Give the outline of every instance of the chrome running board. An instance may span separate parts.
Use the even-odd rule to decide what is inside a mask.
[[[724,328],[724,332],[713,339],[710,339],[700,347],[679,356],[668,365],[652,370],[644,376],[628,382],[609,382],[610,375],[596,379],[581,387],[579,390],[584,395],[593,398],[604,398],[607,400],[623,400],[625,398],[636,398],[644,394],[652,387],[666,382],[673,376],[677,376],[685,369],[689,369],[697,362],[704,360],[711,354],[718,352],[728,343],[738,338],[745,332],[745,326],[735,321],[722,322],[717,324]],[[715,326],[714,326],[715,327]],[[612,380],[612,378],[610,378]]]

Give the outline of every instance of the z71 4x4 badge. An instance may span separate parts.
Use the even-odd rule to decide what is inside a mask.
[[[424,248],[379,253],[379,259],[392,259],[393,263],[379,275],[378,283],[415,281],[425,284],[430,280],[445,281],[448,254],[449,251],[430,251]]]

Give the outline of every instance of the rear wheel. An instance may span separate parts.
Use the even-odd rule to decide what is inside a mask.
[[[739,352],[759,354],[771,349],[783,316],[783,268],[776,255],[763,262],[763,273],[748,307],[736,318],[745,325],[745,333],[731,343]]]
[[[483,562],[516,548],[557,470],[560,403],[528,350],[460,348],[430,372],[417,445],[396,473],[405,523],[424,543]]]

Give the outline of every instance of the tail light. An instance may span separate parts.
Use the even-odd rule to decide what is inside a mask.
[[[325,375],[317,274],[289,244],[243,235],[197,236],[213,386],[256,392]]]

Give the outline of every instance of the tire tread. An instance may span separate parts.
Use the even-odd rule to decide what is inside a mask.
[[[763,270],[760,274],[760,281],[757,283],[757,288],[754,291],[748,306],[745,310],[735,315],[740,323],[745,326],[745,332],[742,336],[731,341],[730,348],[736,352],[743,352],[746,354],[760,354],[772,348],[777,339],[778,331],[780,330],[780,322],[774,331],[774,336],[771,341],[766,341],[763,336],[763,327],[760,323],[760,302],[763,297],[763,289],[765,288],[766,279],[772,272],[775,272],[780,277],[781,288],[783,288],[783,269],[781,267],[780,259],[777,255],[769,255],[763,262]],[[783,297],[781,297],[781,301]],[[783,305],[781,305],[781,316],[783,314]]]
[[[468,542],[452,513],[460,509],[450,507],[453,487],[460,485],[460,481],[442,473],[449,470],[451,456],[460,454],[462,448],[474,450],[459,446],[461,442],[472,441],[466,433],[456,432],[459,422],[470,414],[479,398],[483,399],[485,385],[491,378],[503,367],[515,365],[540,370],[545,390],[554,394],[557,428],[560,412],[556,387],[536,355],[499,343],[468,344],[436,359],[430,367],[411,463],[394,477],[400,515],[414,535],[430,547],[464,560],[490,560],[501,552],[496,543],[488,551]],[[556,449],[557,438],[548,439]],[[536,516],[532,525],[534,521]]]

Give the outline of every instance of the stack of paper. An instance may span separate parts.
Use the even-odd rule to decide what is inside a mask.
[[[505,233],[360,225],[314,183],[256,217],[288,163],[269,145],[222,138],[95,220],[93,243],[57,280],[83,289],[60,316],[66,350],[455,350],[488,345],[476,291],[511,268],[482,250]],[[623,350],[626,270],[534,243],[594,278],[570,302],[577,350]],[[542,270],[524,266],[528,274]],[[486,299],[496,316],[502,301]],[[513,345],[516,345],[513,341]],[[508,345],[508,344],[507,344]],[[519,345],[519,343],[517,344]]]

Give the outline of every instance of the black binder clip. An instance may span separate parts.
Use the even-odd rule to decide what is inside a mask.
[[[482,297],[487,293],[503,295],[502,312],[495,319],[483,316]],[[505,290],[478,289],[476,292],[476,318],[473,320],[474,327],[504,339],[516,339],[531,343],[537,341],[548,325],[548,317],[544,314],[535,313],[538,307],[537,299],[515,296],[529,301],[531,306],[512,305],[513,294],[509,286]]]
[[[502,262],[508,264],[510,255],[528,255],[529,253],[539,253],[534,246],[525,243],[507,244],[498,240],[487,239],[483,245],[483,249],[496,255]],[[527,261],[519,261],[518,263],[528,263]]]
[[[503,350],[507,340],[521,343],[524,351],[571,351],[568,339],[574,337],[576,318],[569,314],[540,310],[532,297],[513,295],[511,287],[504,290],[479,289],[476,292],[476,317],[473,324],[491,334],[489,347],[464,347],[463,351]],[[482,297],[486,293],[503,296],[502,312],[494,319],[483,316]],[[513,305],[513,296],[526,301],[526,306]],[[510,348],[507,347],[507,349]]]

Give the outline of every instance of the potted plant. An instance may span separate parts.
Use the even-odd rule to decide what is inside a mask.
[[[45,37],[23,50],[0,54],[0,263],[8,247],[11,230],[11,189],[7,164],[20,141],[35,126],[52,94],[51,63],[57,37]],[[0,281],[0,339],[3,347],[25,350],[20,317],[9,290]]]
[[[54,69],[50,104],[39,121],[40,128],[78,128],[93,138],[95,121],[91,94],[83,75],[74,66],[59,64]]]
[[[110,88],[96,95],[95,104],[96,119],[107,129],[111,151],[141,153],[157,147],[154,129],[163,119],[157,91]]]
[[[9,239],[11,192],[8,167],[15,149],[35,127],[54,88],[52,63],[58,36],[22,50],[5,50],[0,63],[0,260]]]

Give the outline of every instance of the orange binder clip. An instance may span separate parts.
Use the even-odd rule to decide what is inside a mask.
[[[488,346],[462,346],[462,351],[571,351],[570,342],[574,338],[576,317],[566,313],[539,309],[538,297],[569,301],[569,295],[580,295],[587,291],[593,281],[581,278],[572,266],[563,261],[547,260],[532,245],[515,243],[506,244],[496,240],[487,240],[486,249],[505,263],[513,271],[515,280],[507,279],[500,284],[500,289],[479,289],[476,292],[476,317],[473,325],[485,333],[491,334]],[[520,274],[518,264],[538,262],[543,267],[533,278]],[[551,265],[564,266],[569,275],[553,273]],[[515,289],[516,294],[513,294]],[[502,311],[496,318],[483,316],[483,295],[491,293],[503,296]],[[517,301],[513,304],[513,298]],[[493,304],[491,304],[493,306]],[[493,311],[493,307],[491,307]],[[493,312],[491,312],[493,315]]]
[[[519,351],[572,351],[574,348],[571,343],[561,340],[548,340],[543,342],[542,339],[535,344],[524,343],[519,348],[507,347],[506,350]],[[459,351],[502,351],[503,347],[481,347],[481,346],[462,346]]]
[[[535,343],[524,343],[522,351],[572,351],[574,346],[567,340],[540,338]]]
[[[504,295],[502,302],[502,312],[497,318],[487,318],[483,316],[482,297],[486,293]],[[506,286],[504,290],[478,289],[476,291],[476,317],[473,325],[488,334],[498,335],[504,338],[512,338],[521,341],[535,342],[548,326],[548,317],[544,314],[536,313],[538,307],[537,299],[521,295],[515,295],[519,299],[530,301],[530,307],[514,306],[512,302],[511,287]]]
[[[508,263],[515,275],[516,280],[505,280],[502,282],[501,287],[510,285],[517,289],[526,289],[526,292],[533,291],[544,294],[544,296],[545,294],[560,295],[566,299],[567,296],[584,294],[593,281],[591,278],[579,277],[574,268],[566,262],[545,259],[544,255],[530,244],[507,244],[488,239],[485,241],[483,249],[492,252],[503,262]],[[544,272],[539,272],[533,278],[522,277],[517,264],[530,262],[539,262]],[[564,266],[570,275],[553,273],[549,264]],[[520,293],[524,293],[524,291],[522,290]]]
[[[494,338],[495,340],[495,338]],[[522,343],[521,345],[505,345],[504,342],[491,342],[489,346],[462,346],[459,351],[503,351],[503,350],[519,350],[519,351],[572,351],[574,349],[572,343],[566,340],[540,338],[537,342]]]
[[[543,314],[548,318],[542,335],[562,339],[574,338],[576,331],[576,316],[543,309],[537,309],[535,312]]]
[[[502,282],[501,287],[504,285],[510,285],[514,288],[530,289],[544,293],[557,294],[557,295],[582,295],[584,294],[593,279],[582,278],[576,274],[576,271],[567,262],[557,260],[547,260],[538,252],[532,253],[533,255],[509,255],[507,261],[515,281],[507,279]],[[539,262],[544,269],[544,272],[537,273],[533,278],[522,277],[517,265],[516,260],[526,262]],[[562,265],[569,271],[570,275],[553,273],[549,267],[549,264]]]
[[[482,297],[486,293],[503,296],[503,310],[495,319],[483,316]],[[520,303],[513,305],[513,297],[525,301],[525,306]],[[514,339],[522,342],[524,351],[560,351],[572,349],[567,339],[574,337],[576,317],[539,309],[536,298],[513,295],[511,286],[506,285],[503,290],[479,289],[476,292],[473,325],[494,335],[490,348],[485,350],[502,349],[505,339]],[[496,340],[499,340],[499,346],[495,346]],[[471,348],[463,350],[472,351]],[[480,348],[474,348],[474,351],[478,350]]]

- **YOUR ASSIGNMENT**: Wherever a line holds the word "every", copy that line out of the entries above.

- **EXPECTED ANSWER**:
Give the outline of every instance of the chrome running board. An instance may span separate parts.
Give the outline of every instance of the z71 4x4 badge. An instance may span separate parts.
Give the outline of every instance of the rear wheel. An instance may span separate parts.
Give the outline of every instance of the tail light. An instance may span separate parts.
Give the outline of every instance of the tire tread. An instance may span separate parts.
Give the outline of every instance of the stack of paper. An instance may span separate parts.
Give the outline of every instance of the black binder clip. An instance may span separate parts.
Give the outline of every instance of the potted plant. An instance may span separate parts.
Give the outline of every instance of the orange binder clip. An instance may span separate parts.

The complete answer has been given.